» Texto para leitura:

┌──

Mas, sem o conhecimento de todos, exceto dos organizadores, uma das atividades planejadas não foi adiante.

Esperava-se que na manhã seguinte à canonização houvesse uma audiência papal especial para os peregrinos maristas, talvez na Sala de Audiências Paulo VI, onde os vários grupos nacionais haviam realizado um concerto só de canto e dança no sábado anterior à noite. Por diversos motivos não foi possível agendar. Acabou havendo uma missa para todos naquela manhã na Basílica de São Paulo Extramuros, mas não foi presidida pelo Santo Padre.

Como parte do planejamento para aquela audiência, o Irmão Charles Howard, ex-Superior Geral então aposentado em Sydney, foi consultado confidencialmente pelo Vaticano se ele escreveria um discurso para o Papa entregar aos peregrinos maristas. O rascunho desse texto sobreviveu. Nunca foi publicado, nem sequer conhecido. O vigésimo quinto aniversário da sua não entrega parece ser um momento apropriado para trazer isso à luz.

O rascunho está escondido nos arquivos deste escritor desde 1999. Na época, o Ir. Charles estava residindo na Casa Provincial dos Irmãos, em Sydney. Perto da festa de São Marcelino, no dia 6 de junho daquele mesmo ano, cada um dos Irmãos da comunidade acordou e encontrou um bilhete datilografado enfiado sob a porta de seu quarto (uma prática de toda a vida do Irmão Charles!). Fornecia-lhes algumas informações básicas sobre o projeto do discurso papal que ele havia preparado e sugeriu que poderia ser útil incluir na oração comunitária da manhã:

Queridos irmãos

No final do ano passado pediram-me que preparasse algumas notas para facilitar o trabalho de quem preparava o Discurso do Santo Padre aos peregrinos no dia seguinte à canonização de São Marcelino.

Os Irmãos acolheram obedientemente a proposta do seu ex-geral, mas uma pequena comunidade de oito Irmãos era uma assembleia consideravelmente mais modesta do que os cerca de dez mil maristas que, de outra forma, poderiam ter ouvido as palavras de Charles através do Papa. Um quarto de século depois, talvez seja oportuno que essas palavras sejam recebidas por um público marista mais amplo.

Aqui está o discurso que o irmão Charles escreveu para o Papa João Paulo II:


Discurso que o irmão Charles Howard escreveu para o Papa João Paulo II

Hoje, queridos amigos, celebramos um novo Santo, São Marcelino Champagnat, homem que é para nós um brilhante exemplo de fé. No centro de sua espiritualidade estava sua fé no amor de Deus e na presença e ação contínua de Deus em sua vida. Isto estava na raiz de seu notável zelo, compaixão, energia e entusiasmo. Foi isso que o sustentou em circunstâncias muito difíceis. Foi isso que lhe permitiu continuar a dizer “sim” a Deus, tal como Maria fez.

Cada um de nós, meus queridos amigos, tem um lugar especial no coração de Deus. Ele escreve na vida de cada um de nós um projeto de amor e de graça, convidando-nos, através das inspirações do Espírito Santo, a desempenhar a nossa parte na realização do Reino de Deus.

└──

» Linhas de dados:
┌──

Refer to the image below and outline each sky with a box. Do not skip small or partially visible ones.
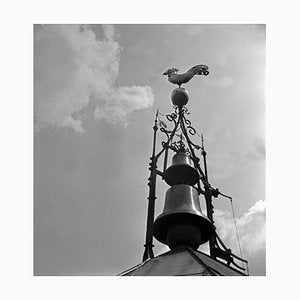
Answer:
[34,25,266,275]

└──

» Objetivo: Devolva, sem nenhuma alteração, o trecho do texto sobre o discurso papal do Irmão Charles Howard que começa em "O rascunho está" e vai até "de São Marcelino.". Os dados não são necessários.

» Resposta completa:
O rascunho está escondido nos arquivos deste escritor desde 1999. Na época, o Ir. Charles estava residindo na Casa Provincial dos Irmãos, em Sydney. Perto da festa de São Marcelino, no dia 6 de junho daquele mesmo ano, cada um dos Irmãos da comunidade acordou e encontrou um bilhete datilografado enfiado sob a porta de seu quarto (uma prática de toda a vida do Irmão Charles!). Fornecia-lhes algumas informações básicas sobre o projeto do discurso papal que ele havia preparado e sugeriu que poderia ser útil incluir na oração comunitária da manhã:

Queridos irmãos

No final do ano passado pediram-me que preparasse algumas notas para facilitar o trabalho de quem preparava o Discurso do Santo Padre aos peregrinos no dia seguinte à canonização de São Marcelino.